▶ **EXTRAIT DU TEXTE**

Depuis les accords de Bretton Woods – ces
accords, conclus juste après la fin de la Seconde guerre
mondiale, qui définirent l’architecture du système financier
international actuel – les partenaires commerciaux de l’Amérique
ont eu affaire à l’impact du contrôle de Washington, ainsi, ces
dernières années, qu’à l’hégémonie du dollar, en tant que
réserve de devises mondiales dominante.
Ainsi, les Chinois sont, par exemple,
persuadés que si les Américains ont persuadé la Grande-Bretagne
de rester à l’extérieur de l’euro, c’est uniquement afin
d’empêcher un mouvement d’abandon du dollar, qui se serait déjà
produit, sans cela. Mais nos sources dans les milieux bancaires
chinois disent que leurs pourparlers sont d’ores et déjà allés
trop loin pour pouvoir être bloqués, désormais. « Les Russes
vont finalement mettre le rouble dans la cagnotte des devises
(non-dollar) », nous a ainsi déclaré un éminent courtier de Hong
Kong. « Les Brits sont coincés au beau milieu du gué, et ils
vont devoir adopter l’euro : ils n’ont pas le choix, dès lors
qu’ils ne pourront plus utiliser le dollar américain… »
Nos sources des milieux financiers chinois
pensent que le Président Barack Obama est trop occupé à soigner
l’économie américaine pour se concentrer sur les implications
extraordinaires de la transition conduisant à l’abandon total du
dollar d’ici neuf ans. La deadline actuelle, pour le
parachèvement de la transition monétaire est, en effet, l’année
2018.

(Lignes de données d'annotation par cadres)
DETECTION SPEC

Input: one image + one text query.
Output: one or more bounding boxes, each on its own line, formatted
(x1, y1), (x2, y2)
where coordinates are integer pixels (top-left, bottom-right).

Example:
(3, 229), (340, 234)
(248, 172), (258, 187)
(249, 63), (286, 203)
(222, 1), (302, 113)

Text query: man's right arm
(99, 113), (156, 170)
==
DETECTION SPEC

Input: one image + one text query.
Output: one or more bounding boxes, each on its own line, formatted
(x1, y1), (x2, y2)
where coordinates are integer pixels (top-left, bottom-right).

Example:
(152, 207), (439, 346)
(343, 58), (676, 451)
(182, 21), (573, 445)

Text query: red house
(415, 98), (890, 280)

▶ **CONSIGNE A**
Répondez aux questions suivantes sur l'extrait consacré à l'abandon du dollar :
(i) D'après les Chinois, dans quel but les Américains ont-ils persuadé la Grande-Bretagne de rester à l'extérieur de l'euro ?
(ii) Selon le courtier de Hong Kong, quelle monnaie les Russes vont-ils finalement mettre dans la cagnotte des devises ?
(iii) Quelle année constitue la deadline actuelle pour le parachèvement de la transition monétaire ?
▶ **CONSIGNE B**
Rédigez la suite de l'extrait consacré à l'abandon du dollar, en reprenant juste après sa dernière phrase.

▶ **RÉPONSE RÉDIGÉE A**
(i) Ils l'auraient fait uniquement afin d'empêcher un mouvement d'abandon du dollar.
(ii) Les Russes vont y mettre le rouble.
(iii) Il s'agit de l'année 2018.

▶ **RÉPONSE RÉDIGÉE B**
Les Etats-Unis ont brièvement évoqué cette
tendance lors du sommet du G20 à Pittsburgh ; le gouverneur de
la Banque centrale chinoise et d’autres responsables se
plaignaient de manière audible du dollar, depuis des années.
Leur problème, c’est qu’une part considérable de leur richesse
nationale est constituée d’avoirs en dollars…
« Ces projets changeront le visage des
transactions financières internationales », a indiqué un
banquier chinois. « L’Amérique et la Grande-Bretagne peuvent se
faire du mouron : vous saurez à quel point elles sont emmerdées
au tonnerre de démentis que cette information ne manquera pas de
susciter… »
En septembre, l’Iran avait annoncé que ses réserves de devises
étrangères seraient dorénavant en euros, et non plus en dollars.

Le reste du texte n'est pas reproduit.